Przepisz, proszę, bez zmian część poniższego fragmentu do przeczytania zawartą między słowami "Moje kochanie najcudowniejsze" a "trochę więcej pieniędzy.", łącznie z nimi.

FRAGMENT DO PRZECZYTANIA:
━━━━━━

Moje kochanie najcudowniejsze działa, jednak to nie była jego wina, tylko zasilacza, w którym robiły się jakieś spięcia i coś tam :) Na wszelki wypadek gładzę go jednak czule i troskliwie, żeby czuł się jeszcze bardziej doceniany (laptop, nie zasilacz) :D
A dzisiaj załatwiłam sobie i siostrze krótkoterminową dodatkową pracę. Czyli trochę mniej czasu, trochę więcej pieniędzy.
Dowiedziałam się też, gdzie spędzę Sylwestrową Noc :D Standardowy termin u mnie - gdy dowiaduję się dużo wcześniej, to potem cały rok jest spaprany :D
I najważniejsze - po ponad dwóch miesiącach wyszłam na miasto :D Hucznie i dumnie brzmi, a tak naprawdę pojechałam do knajpy odebrać prezent urodzinowy i świąteczny ;P Żeby nie było, ja również wręczyłam prezent świąteczny, popiłyśmy z Brasil cudowne grzańce (białe wino, syrop z czarnego bzu, pomarańcze) i w tańczących płatkach miniaturowego śniegu wróciłam do domu tramwajem, niemal całą drogę przebywając na bezdechu. Wszyscy kaszlą! I już się nawet nie fatygują, żeby zasłaniać twarz! W głowie lęgły mi się bardzo złowrogie i krwiożercze myśli z bejsbolem w roli głównej, ale niewiele dało się zrobić prócz mamrotania pod nosem rozmaitych inwektyw.

━━━━━━

Wpisy z zestawu adnotacji punktowych
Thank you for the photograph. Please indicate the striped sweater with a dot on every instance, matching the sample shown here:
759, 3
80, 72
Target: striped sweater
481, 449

━━━━━━

WYNIK ZADANIA:
Moje kochanie najcudowniejsze działa, jednak to nie była jego wina, tylko zasilacza, w którym robiły się jakieś spięcia i coś tam :) Na wszelki wypadek gładzę go jednak czule i troskliwie, żeby czuł się jeszcze bardziej doceniany (laptop, nie zasilacz) :D
A dzisiaj załatwiłam sobie i siostrze krótkoterminową dodatkową pracę. Czyli trochę mniej czasu, trochę więcej pieniędzy.